(Dataset items)
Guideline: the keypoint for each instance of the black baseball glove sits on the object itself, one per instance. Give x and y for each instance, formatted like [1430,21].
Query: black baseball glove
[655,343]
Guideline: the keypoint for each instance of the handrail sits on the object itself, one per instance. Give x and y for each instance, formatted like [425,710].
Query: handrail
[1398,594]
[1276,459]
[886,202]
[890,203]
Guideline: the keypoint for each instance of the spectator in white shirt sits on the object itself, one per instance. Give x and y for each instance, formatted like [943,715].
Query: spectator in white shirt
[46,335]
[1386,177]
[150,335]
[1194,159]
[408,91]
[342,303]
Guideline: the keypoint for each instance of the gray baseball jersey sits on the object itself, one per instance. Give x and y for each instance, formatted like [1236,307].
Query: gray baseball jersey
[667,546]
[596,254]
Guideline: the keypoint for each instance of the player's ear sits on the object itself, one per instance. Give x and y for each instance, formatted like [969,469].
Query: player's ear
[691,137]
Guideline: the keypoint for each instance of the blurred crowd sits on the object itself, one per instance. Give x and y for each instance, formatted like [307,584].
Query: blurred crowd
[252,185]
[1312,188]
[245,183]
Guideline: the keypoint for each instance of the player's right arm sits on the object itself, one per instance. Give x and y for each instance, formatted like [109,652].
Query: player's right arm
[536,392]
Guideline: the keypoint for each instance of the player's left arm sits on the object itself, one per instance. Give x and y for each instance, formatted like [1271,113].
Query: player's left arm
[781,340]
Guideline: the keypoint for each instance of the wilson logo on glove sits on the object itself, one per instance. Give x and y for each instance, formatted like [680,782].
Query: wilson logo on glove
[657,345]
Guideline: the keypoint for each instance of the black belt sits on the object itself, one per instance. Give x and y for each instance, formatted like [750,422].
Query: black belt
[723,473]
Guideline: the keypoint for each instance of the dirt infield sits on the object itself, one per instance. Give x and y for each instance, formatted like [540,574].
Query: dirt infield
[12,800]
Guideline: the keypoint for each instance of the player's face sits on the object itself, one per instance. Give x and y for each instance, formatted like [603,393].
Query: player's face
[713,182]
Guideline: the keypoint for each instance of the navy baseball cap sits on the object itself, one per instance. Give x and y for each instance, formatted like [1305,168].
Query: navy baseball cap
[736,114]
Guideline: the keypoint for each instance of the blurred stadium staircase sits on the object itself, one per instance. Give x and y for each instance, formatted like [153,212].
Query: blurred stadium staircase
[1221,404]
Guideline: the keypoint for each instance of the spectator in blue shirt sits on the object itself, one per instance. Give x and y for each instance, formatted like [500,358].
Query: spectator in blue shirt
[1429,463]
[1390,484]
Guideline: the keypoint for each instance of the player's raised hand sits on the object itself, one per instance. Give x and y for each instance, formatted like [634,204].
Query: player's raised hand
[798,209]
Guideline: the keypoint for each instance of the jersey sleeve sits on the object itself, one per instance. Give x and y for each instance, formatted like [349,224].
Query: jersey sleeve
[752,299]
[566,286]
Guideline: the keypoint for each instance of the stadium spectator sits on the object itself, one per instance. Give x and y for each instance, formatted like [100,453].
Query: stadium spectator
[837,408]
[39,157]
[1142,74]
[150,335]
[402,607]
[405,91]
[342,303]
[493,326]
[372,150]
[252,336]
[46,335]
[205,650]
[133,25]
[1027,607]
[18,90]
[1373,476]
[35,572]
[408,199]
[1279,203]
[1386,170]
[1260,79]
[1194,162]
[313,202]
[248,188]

- GOAL -
Copy down the whole of the data above, matching it exactly.

- RESULT OF THE EXERCISE -
Guideline: the keypoint for each instance of the black baseball glove sits on the object itself, one per instance. Give x and y for each instance, formatted like [1430,21].
Query: black baseball glove
[655,343]
Guideline: the keypoint for each instance of the handrail sits on the object itself, one per instance. Give x and y for each instance, formatted like [425,710].
Query: handrail
[1398,594]
[1276,459]
[886,202]
[890,203]
Guideline: the keypoint for each instance of the spectator in white shirt sits on the object itself, one per instance. Give x and y for each instance, formatted like [943,715].
Query: spectator in white shirt
[46,335]
[1386,177]
[150,335]
[1194,159]
[408,91]
[342,303]
Guideline: the keypoint for each instance of the gray baseball jersey sits on the object itself, one per instance. Give x and y for each instance, formatted like [1236,307].
Query: gray baseball jersey
[667,546]
[596,254]
Guideline: the keypoint for each instance of the player's ear sits on the object itself, one per instance. Give x and y for each instance, formatted like [969,469].
Query: player's ear
[691,137]
Guideline: the keypoint for each instance of the blurred crowd sits on the object itself, one per instance. Give x and y for each instance, formatted like [307,584].
Query: blurred crowd
[252,185]
[1312,188]
[245,183]
Guideline: the keypoint for each instance of the player's right arm sits on the object itself, one per instance. Give x and y for each instance, formatted like [109,652].
Query: player's right arm
[536,392]
Guideline: the keypoint for each instance of the player's left arm sits on the object itself, one per instance. Give x and y for each instance, formatted like [1271,113].
Query: player's left arm
[781,340]
Guideline: the keypoint for each instance of the wilson logo on glove sits on the object itself, one per instance. Give x and y for each instance, formatted like [680,782].
Query: wilson logo on glove
[657,345]
Guideline: the keypoint for each instance of the black belt sits on the object itself, one per instance. Give x and y for each instance, formatted like [750,422].
Query: black belt
[723,473]
Guideline: the keypoint for each instance of the dirt infield sits on the object itself, one per instance. Give x and y for each instance, formatted like [540,574].
Query: dirt infield
[12,800]
Guideline: the keypoint for each instance of the player's face sits on the object itself, one per instance. Give x and y for each instance, formatted like [603,393].
Query: player's face
[713,182]
Guideline: the keypoint for each instance of the navy baseball cap sits on the object itself, one per instance. Give x and y for each instance, formatted like [1305,168].
Query: navy baseball cap
[736,114]
Guideline: the keypoint for each instance of the blurred stadium staircase sits on the object itself, one per instance. Give x and y for each instance, formatted like [153,212].
Query: blurred stadium staircase
[1221,404]
Guideline: the keypoint for each instance of the spectator in blue shirt sits on the object itself, one per instance. Give x and y for each instance, formatted like [500,358].
Query: spectator in blue shirt
[1429,463]
[1390,484]
Guideline: the keypoint for each instance of the player's raised hand sits on the object itself, one per instance. Give x and y for each instance, formatted like [634,204].
Query: player's raised hand
[798,209]
Guideline: the keypoint for each instance of the jersey sleeve sits on the object itself, one per instance. Give x and y for each instance, formatted like [349,224].
Query: jersey sleeve
[752,299]
[566,286]
Guideline: the keypoint for each instance of the stadium spectator sits on the object itself, one per instance. Give x and y for each instance, formatted like [100,453].
Query: stadium spectator
[837,408]
[39,157]
[1142,74]
[150,335]
[402,607]
[405,91]
[342,303]
[493,326]
[372,150]
[252,336]
[46,335]
[205,650]
[133,25]
[1027,607]
[18,90]
[1373,476]
[35,572]
[408,199]
[1279,203]
[1386,170]
[1260,79]
[1194,162]
[313,202]
[248,188]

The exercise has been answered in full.